▶ **Work instructions**:
Output everything in the episode review from "Otherwise, there was" down to "Like Scully's ova.", copied word for word.

▶ **Text provided**:
=-=-=

I'm not into children. I don't really get people's obsession with reproduction or young kids. I don't find them particularly cute, and feel no parental instinct at all. These are just some of the many reasons I will never have children. And while I can understand, at least on an academic level, the desire of people to have children and their disappointment if they find out they can't, I still can't really identify with it, because I'd have the opposite reaction. If I found out I was unable to impregnate anyone, I'd be thrilled.
So while these episodes were good and interesting, and yes, heartbreaking at times, I felt there was something I just couldn't connect to. I just can't respond to these two episodes the way I'm sure a lot of people probably did.
Otherwise, there was a lot here to digest. The shape-shifters are back, and it seems they've orchestrated pretty much everything, at least in this particular storyline. Given that we don't see the Cancer Man or any of his associates, I'm now beginning to think there are several different conspiracy threads going on with different goals and different methodologies. Maybe they are all working together, but right now, it looks like they're two (or more) arms of a large conspiracy, each of which is responsible for a small piece. The people who abducted Scully are not the same people running this operation, but they're obviously in limited contact and share certain things. Like Scully's ova.
Which, by the way, how the hell did Mulder know that and Scully not? Does that strike anyone else as kind of disturbingly creepy? She seemed truly shocked when he announced it, and regardless of how he came by that information, maybe he should have shared it with her first and let her decide what to do with it? I know he said he thought he was protecting her, but it seems like an awfully sexist way to go about it. Not to mention, in the entire scene with the man they were talking to about the custody case, Scully did not speak once. Mulder spoke entirely for her. I get that she was shocked, but again, if she had known all this information herself, then maybe she could have been the one to bring it up?
And the more I see Scully's family, the more I dislike pretty much all of them. Except Dana herself, that is. Bill is a total jerk, and he'd probably prefer the term 'old-fashioned' to 'misogynistic', but seriously. Every time he was on the screen, I pretty much shouted, "SHUT UP, BILL!" because he kept trying to tell Scully he knew better than she did what she wanted or what she should do.
And their mother is really not much better. Over the past several episodes she's appeared in, she's acted extremely selfishly regarding her daughter's life. She's not trying to be quite as outwardly controlling as Bill is, and she at least seems a bit more accepting of some decisions, but on the whole, she just seems to be handling things in a rather unpleasant way.

=-=-=

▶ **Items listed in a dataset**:
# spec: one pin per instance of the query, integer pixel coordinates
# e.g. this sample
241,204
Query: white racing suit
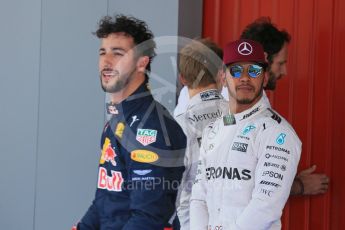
203,108
245,172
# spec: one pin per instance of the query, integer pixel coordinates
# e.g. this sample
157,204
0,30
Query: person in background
275,43
142,146
200,69
247,164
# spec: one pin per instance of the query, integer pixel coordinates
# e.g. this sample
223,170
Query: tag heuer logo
146,136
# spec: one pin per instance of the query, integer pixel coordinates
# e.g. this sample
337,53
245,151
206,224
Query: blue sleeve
155,183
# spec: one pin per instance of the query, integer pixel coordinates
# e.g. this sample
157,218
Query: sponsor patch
270,164
142,172
275,116
110,183
276,148
238,146
269,183
273,174
144,156
251,113
266,192
205,116
229,119
268,156
108,153
111,109
119,129
134,119
146,136
228,173
281,139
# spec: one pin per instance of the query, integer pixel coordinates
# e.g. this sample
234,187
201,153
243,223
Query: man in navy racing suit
142,146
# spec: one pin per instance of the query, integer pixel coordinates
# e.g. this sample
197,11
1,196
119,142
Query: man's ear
142,63
182,79
266,56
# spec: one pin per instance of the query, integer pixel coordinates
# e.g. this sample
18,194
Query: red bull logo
108,153
110,183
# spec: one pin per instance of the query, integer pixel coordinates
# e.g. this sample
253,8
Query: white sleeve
278,156
198,206
182,102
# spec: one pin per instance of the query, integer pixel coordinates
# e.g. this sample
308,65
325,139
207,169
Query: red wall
310,96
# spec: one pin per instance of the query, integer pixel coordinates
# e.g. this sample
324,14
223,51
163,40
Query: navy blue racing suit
140,169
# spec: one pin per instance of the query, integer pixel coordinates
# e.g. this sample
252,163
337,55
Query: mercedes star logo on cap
245,48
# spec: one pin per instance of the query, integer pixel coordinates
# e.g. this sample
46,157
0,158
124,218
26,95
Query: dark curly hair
265,32
133,27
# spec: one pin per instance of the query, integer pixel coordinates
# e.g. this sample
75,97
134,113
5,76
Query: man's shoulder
271,120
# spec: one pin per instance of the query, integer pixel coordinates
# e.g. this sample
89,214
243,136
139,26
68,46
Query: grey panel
162,19
71,113
190,18
19,76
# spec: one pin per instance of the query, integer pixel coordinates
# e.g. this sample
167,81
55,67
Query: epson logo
269,164
238,146
269,183
273,174
228,173
268,156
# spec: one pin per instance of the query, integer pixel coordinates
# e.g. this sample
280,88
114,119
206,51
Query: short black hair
130,26
268,35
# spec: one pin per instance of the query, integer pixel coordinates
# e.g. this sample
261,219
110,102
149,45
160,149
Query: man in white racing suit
247,164
200,67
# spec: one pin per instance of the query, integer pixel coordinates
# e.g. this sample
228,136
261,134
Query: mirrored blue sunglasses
253,70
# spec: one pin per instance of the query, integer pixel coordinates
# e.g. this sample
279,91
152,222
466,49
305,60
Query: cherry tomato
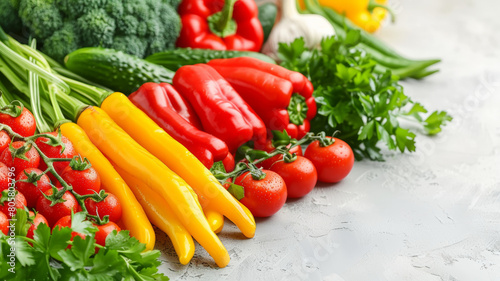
55,152
4,177
59,210
228,162
300,176
20,164
32,191
66,222
38,219
103,232
263,197
24,124
83,182
10,207
4,223
333,162
109,206
4,141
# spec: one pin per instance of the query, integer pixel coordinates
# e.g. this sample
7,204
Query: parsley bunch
49,258
354,98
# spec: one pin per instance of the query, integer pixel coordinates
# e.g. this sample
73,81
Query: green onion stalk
31,75
386,57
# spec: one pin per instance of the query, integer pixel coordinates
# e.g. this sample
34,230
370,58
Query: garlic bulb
294,25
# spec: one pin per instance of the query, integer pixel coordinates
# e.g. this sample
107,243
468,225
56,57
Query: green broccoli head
130,44
96,28
74,8
138,27
115,9
41,17
173,3
62,42
10,20
128,25
171,23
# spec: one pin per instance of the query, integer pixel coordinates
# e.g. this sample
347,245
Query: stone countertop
429,215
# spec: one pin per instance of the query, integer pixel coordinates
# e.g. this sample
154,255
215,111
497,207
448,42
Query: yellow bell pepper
132,158
175,156
367,14
160,213
134,218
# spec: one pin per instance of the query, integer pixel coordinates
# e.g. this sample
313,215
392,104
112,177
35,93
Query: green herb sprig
366,107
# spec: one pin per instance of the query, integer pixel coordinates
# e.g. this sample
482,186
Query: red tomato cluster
26,176
295,179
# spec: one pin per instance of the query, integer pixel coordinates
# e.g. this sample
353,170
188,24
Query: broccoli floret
115,9
127,26
62,42
41,17
130,44
74,8
171,23
138,27
96,28
173,3
10,21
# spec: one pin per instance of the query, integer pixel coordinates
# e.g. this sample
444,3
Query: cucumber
116,70
267,17
174,59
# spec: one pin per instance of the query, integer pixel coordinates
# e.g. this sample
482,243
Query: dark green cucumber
174,59
114,69
267,17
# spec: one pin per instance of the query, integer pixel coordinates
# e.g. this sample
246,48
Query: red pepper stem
222,23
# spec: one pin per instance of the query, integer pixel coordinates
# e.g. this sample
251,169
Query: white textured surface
431,215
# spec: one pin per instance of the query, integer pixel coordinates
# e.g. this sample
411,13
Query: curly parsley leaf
53,256
354,98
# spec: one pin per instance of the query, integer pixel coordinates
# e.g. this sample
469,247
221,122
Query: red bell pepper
258,126
164,105
180,105
200,85
268,89
220,25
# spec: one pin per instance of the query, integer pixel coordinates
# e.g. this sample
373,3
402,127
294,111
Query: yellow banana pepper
367,14
215,219
149,135
160,213
134,219
132,158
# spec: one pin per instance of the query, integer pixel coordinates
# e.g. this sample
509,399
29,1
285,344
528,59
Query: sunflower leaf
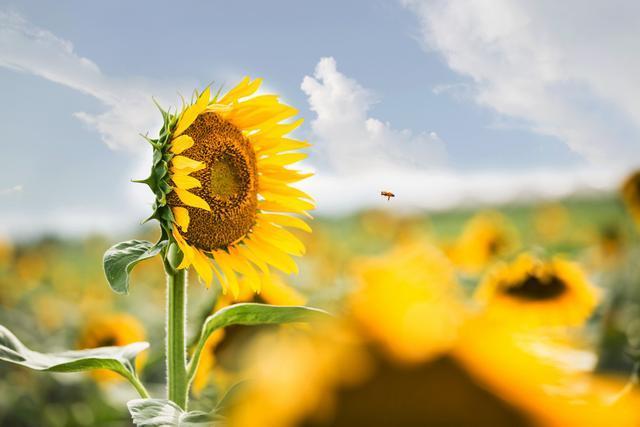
249,314
164,413
120,259
117,359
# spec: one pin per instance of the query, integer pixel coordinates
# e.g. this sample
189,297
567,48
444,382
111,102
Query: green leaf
250,314
258,314
165,413
117,359
120,259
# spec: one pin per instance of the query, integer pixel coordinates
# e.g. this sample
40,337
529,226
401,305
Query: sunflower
325,379
408,300
223,185
108,330
531,291
485,238
631,195
274,291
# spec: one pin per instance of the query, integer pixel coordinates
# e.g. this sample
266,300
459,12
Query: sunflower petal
191,113
191,199
185,182
286,221
181,215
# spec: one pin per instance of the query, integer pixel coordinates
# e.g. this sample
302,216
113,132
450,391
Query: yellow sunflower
631,195
117,329
486,237
274,291
530,291
408,300
329,378
223,185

=-=-=

▶ **Response**:
Otherwise, there was a lot here to digest. The shape-shifters are back, and it seems they've orchestrated pretty much everything, at least in this particular storyline. Given that we don't see the Cancer Man or any of his associates, I'm now beginning to think there are several different conspiracy threads going on with different goals and different methodologies. Maybe they are all working together, but right now, it looks like they're two (or more) arms of a large conspiracy, each of which is responsible for a small piece. The people who abducted Scully are not the same people running this operation, but they're obviously in limited contact and share certain things. Like Scully's ova.